_TASK TO CARRY OUT:_ Could you output the complete listing given below exactly?

--- START ---

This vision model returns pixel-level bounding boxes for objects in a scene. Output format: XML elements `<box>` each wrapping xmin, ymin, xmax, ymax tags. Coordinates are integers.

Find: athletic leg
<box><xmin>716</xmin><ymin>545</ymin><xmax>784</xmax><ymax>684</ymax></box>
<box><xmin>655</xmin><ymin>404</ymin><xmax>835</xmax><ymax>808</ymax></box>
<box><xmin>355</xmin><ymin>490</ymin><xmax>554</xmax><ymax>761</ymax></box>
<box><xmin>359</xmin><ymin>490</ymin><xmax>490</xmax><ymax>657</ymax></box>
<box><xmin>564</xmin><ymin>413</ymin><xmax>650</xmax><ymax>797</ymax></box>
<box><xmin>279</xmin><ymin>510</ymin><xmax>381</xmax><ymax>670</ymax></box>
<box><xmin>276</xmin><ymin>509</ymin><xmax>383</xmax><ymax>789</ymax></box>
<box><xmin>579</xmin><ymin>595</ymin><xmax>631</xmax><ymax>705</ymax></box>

--- END ---

_WRITTEN REPLY:_
This vision model returns pixel-level bounding boxes for objects in a scene. Output format: XML elements `<box>` each wrapping xmin, ymin, xmax, ymax tags. Coordinates are integers.

Find: athletic leg
<box><xmin>716</xmin><ymin>545</ymin><xmax>784</xmax><ymax>684</ymax></box>
<box><xmin>655</xmin><ymin>404</ymin><xmax>835</xmax><ymax>808</ymax></box>
<box><xmin>355</xmin><ymin>490</ymin><xmax>554</xmax><ymax>761</ymax></box>
<box><xmin>359</xmin><ymin>490</ymin><xmax>490</xmax><ymax>657</ymax></box>
<box><xmin>564</xmin><ymin>413</ymin><xmax>650</xmax><ymax>797</ymax></box>
<box><xmin>279</xmin><ymin>510</ymin><xmax>381</xmax><ymax>670</ymax></box>
<box><xmin>276</xmin><ymin>509</ymin><xmax>383</xmax><ymax>789</ymax></box>
<box><xmin>579</xmin><ymin>595</ymin><xmax>631</xmax><ymax>705</ymax></box>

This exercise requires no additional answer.